▸ **What is needed**: Can you rewrite the lines below so that every "pixel coordinates" becomes "x,y coordinates", with nothing else altered?

--- START OF Data excerpts ---

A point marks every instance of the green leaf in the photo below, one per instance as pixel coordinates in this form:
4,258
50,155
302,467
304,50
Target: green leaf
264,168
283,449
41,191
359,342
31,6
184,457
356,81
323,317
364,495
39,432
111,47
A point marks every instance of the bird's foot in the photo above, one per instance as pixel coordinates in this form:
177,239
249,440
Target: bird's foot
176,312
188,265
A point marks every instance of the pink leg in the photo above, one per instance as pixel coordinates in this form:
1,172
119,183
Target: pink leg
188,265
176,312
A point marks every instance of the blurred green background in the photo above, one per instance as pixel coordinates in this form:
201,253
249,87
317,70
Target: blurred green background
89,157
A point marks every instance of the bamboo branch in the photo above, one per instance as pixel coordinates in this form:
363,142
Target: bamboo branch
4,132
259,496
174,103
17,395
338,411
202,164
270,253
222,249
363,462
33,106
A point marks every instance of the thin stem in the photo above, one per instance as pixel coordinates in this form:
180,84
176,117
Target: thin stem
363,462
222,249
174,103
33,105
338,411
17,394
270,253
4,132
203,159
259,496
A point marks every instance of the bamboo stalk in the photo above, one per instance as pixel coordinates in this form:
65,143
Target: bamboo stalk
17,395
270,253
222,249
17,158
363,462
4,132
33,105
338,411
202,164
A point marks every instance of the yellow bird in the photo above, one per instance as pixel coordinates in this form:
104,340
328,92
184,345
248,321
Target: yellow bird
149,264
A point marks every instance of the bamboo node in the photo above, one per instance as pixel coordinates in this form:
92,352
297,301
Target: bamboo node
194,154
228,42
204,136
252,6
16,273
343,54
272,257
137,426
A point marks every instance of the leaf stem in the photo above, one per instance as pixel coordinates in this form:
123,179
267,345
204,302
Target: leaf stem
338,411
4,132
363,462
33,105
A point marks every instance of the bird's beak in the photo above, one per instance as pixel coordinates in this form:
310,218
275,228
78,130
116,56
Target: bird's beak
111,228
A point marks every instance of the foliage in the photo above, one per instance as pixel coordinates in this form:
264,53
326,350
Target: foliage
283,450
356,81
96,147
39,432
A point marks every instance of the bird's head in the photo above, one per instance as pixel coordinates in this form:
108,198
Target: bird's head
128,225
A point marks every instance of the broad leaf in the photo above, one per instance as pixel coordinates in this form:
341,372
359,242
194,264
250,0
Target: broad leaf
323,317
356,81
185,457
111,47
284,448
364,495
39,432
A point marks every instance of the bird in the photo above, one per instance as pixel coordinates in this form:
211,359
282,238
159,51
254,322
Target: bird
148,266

--- END OF Data excerpts ---

▸ **Solution for this exercise**:
A point marks every instance of the green leaf in the photo below, one per instance as x,y coordinates in this form:
4,258
50,155
302,467
304,50
Target: green leaf
264,168
283,449
41,191
359,342
31,6
184,457
356,81
323,317
364,495
39,432
111,47
A point marks every instance of the bird's foot in the photo above, one per instance as x,y coordinates in this form:
177,239
249,440
Target: bird's foot
176,312
188,265
A point marks every instance of the pink leg in the photo above, one per instance as x,y coordinates in this form:
1,172
119,183
Target: pink leg
188,265
176,312
A point marks every instance of the blurred green background in the photo above, one per instance as x,y coordinates in this form:
201,253
249,87
317,70
Target: blurred green background
89,157
A point marks every instance of the bamboo branch in the photo above, one per instance as x,y coordinates in this form:
363,142
Target: bamboo branch
4,132
259,496
174,103
17,395
338,411
202,164
270,253
222,249
363,462
33,106
A point marks every instance of the thin stem in the photo above, one per instance as x,y coordinates in this form:
180,84
176,117
Target: thin stem
363,462
222,249
174,103
33,105
338,411
17,394
270,253
4,132
203,159
259,496
A point marks every instance of the bamboo stalk in the photo above, one per instance as x,y coordinates in this form:
65,143
Target: bamboo stalk
17,395
270,253
222,249
17,158
363,462
4,132
33,105
338,411
202,164
A point marks every instance of the yellow bird in the photo above, one per instance as x,y coordinates in this form:
104,340
328,92
184,345
248,321
Target: yellow bird
149,264
A point marks every instance of the bamboo node in the photo above, one per instance as x,y coordinates in this form:
92,352
297,301
Target: bamboo node
194,154
228,42
204,136
252,6
16,273
343,54
272,257
137,426
A point marks every instance of the leaf stem in the photo above, one per instance as x,y coordinates in this form:
123,179
267,345
204,302
Target: leaf stem
338,411
4,132
363,462
33,105
A point marks every instance of the bird's beak in the photo above, one per instance as x,y coordinates in this form:
310,218
275,228
78,130
116,56
Target: bird's beak
111,228
A point marks every instance of the foliage in the photo above, one per instance as x,y coordinates in this form:
264,53
326,350
Target: foliage
283,450
356,81
96,147
39,432
A point marks every instance of the bird's head in the photo above, one per instance as x,y coordinates in this form:
108,198
Target: bird's head
128,225
A point marks every instance of the broad leaf in the photo above, one per instance as x,y coordinates in this form:
341,372
359,242
194,264
250,0
Target: broad leaf
323,317
356,81
185,457
111,47
284,448
364,495
39,432
A point marks every instance of the bird in the photo above, one per instance as x,y coordinates in this form:
211,359
282,238
159,51
254,322
Target: bird
148,266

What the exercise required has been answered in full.